=== SOURCE TEXT ===

BRIEF DESCRIPTION OF THE DRAWINGS
[0020] FIG. 1 is a schematic flow chart illustrating the process of
producing bio-ethanol and creating whole stillage as a by-product
of said production of bio-ethanol.
[0021] FIG. 2 is a schematic flow chart illustrating the processing
of the whole stillage of the bio-ethanol production of FIG. 1
according to the prior art.
[0022] FIG. 3 is a schematic flow chart illustrating the processing
of the whole stillage of the bio-ethanol production of FIG. 1
according to the invention, in order to increase the yield of oil
production in the production of bio-ethanol.
[0023] FIG. 4 is a longitudinal sectional view of a first
embodiment of a device for increasing the yield of oil production
in the process of producing bio-ethanol according to the
invention.
[0024] FIG. 5 is a longitudinal sectional view of a device similar
to FIG. 4 modified according to the invention.
[0025] FIG. 6 is a longitudinal sectional view of a second
embodiment of a device for increasing the yield of oil production
in the process of producing bio-ethanol according to the
invention.
[0026] FIG. 7 is a longitudinal sectional view of a device similar
to FIG. 6 modified according to the invention.
[0027] FIG. 8 is a longitudinal sectional view of a third
embodiment of a device for increasing the yield of oil production
in the process of producing bio-ethanol according to the
invention.
[0028] FIG. 9 is a longitudinal sectional view of a device similar
to FIG. 8 modified according to the invention.
[0029] FIG. 10 is a longitudinal sectional view of a forth
embodiment of a device for increasing the yield of oil production
in the process of producing bio-ethanol according to the
invention.
DETAILED DESCRIPTION OF THE PREFERRED EMBODIMENTS
[0030] In FIG. 1 a method 10 of producing bio-ethanol is shown. In
a first step of this method 10, grain 12 such as corn, is provided
and milled in a step 14. After said milling, water 16 and enzymes
18 are added. By heating of the mixture a liquefaction of starch is
started and the enzymes provide a decomposition of starch into
sugar in a step 20. A further fermentation takes place in a step 22
converting the sugar into ethanol.
[0031] The step 22 is followed by a distillation step 24 in which
bio-ethanol 26 is received. The by-product of the distillation step
24, a so called whole stillage 27, is further separated
mechanically in a step 28 via a horizontal axis centrifuge,
preferable a two-phase helical conveyor centrifuge. In said step 28
the whole stillage 27 is separated into a solid phase, the so
called distillers wet grains 30, and a liquid phase, the so called
thin stillage 32.

=== EXERCISE DATA ===

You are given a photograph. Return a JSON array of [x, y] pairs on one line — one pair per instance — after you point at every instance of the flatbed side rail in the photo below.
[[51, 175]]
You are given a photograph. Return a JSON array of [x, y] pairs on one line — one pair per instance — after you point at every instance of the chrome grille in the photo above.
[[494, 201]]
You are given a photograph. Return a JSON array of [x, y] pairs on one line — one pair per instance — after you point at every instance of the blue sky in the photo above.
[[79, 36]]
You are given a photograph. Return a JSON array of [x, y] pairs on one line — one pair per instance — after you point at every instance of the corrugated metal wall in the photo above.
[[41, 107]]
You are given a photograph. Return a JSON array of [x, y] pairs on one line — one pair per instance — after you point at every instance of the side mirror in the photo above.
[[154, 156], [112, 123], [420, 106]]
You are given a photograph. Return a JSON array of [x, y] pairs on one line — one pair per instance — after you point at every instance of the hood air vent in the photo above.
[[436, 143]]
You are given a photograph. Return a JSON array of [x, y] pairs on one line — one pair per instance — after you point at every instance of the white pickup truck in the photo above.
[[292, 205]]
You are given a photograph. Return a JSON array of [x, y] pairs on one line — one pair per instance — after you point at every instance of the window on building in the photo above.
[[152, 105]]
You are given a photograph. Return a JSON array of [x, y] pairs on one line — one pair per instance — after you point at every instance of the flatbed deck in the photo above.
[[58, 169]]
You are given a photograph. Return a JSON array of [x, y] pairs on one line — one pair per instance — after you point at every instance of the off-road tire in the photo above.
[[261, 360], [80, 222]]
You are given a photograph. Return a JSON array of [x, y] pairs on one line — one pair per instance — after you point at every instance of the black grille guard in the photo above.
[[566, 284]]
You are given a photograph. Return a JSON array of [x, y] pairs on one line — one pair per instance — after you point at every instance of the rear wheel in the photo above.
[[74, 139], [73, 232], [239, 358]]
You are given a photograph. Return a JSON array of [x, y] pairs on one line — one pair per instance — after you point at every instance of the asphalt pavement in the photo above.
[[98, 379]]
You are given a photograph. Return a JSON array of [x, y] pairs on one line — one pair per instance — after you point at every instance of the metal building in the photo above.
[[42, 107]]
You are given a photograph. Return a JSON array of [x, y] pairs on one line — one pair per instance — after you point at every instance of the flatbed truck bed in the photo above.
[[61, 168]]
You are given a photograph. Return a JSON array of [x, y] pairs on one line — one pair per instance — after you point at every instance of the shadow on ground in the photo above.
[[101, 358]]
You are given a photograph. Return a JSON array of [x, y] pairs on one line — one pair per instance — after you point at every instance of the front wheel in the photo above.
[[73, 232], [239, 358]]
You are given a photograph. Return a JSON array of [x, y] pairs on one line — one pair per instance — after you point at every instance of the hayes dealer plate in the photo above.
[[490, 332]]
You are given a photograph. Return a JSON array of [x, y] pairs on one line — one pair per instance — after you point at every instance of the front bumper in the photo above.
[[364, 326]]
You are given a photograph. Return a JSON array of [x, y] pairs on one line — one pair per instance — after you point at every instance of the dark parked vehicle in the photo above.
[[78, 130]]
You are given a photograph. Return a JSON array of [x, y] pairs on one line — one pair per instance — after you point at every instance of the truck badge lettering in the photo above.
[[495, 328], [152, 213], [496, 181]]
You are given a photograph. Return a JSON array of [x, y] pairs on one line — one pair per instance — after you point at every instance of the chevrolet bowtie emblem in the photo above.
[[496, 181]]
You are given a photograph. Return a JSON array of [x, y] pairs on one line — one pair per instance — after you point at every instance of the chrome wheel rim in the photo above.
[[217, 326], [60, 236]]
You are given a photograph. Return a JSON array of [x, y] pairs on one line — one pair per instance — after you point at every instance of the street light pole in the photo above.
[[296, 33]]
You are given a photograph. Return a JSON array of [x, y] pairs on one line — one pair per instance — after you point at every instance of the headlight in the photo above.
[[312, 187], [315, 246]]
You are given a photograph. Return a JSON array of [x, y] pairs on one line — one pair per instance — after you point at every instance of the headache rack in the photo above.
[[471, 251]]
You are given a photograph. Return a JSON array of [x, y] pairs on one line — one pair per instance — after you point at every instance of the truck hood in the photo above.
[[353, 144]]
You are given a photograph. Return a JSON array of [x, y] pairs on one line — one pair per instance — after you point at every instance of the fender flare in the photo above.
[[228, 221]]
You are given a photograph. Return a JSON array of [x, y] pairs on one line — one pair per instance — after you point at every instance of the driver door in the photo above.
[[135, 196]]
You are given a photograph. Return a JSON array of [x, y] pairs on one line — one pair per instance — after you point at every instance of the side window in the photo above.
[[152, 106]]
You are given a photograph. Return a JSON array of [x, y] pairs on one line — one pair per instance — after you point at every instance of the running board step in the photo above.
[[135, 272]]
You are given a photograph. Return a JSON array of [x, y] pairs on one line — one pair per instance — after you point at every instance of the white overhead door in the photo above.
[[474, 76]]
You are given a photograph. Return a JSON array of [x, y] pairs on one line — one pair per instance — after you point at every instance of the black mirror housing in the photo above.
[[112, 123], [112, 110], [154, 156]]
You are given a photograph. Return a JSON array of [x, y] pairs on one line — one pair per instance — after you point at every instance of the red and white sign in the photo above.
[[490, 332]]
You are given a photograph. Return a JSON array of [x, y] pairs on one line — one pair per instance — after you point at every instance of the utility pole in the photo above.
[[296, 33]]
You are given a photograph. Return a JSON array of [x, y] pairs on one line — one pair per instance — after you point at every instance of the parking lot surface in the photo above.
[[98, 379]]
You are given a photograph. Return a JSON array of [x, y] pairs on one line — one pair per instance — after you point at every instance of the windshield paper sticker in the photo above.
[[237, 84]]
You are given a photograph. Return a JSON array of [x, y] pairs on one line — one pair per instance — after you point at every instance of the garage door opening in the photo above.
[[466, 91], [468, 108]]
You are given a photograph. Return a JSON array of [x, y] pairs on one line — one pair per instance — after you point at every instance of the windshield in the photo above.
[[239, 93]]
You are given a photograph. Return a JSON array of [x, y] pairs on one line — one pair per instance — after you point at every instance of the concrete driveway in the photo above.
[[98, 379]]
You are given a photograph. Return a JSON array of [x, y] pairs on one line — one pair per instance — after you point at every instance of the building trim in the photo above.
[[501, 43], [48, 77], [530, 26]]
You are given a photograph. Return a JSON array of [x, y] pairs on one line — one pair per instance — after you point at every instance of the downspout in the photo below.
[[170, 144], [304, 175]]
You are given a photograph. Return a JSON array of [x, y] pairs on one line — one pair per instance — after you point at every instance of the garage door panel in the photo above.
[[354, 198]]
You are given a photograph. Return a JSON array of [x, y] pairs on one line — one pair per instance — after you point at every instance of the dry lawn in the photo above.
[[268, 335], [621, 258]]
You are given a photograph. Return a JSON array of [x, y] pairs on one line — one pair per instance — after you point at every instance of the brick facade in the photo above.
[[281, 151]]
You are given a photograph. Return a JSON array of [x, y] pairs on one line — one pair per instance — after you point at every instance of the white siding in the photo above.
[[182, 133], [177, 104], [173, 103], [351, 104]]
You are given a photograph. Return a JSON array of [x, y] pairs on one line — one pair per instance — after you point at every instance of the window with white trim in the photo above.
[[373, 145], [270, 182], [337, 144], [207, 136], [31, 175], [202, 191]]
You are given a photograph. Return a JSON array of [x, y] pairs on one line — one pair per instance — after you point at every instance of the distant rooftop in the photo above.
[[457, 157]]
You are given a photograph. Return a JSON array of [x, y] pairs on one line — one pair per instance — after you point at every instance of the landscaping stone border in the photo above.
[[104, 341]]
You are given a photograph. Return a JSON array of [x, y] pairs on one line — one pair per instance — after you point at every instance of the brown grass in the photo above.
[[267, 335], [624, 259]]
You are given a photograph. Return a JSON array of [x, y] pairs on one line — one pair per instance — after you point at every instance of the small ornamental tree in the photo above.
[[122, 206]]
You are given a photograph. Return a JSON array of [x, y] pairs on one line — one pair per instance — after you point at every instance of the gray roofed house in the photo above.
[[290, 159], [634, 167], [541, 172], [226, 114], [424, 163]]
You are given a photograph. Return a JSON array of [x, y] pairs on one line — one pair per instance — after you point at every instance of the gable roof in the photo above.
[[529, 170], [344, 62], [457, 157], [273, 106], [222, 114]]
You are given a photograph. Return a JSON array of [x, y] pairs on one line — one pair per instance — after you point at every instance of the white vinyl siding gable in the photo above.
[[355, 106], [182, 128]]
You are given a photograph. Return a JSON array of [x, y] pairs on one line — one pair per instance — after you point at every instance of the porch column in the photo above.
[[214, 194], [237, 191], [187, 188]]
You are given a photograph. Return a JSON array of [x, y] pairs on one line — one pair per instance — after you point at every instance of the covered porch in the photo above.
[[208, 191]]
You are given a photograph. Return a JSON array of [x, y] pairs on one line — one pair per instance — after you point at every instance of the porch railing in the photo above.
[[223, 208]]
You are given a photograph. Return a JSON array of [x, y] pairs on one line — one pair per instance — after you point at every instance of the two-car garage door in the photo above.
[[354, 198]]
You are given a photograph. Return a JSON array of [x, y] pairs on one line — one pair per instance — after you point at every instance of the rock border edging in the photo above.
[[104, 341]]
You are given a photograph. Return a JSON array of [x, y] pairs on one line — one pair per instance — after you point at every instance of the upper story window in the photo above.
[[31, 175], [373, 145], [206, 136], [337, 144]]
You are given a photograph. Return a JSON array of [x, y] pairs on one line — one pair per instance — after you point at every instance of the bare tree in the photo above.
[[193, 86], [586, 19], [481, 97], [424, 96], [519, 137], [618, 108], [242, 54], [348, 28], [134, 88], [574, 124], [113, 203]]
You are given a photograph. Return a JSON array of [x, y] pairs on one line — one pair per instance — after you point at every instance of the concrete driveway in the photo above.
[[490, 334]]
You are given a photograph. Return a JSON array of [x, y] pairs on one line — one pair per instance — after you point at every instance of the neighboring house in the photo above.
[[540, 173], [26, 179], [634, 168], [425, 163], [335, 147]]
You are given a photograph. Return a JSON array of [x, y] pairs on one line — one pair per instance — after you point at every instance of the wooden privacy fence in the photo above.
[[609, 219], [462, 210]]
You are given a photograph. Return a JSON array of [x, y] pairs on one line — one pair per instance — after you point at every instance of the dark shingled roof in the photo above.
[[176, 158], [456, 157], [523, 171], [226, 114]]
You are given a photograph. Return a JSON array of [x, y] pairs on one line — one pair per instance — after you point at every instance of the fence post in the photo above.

===

- THE TASK
Summarize the bio-ethanol text in two sentences.

- OUTPUT OF THE EXERCISE
The drawings show bio-ethanol production, the processing of its whole stillage by-product under the prior art and under the invention, and several device embodiments for increasing oil yield in that process. In the method, milled grain is mixed with water and enzymes and heated so that starch is broken down into sugar, which is fermented into ethanol and distilled, and the resulting whole stillage is separated by a horizontal axis centrifuge into distillers wet grains and thin stillage.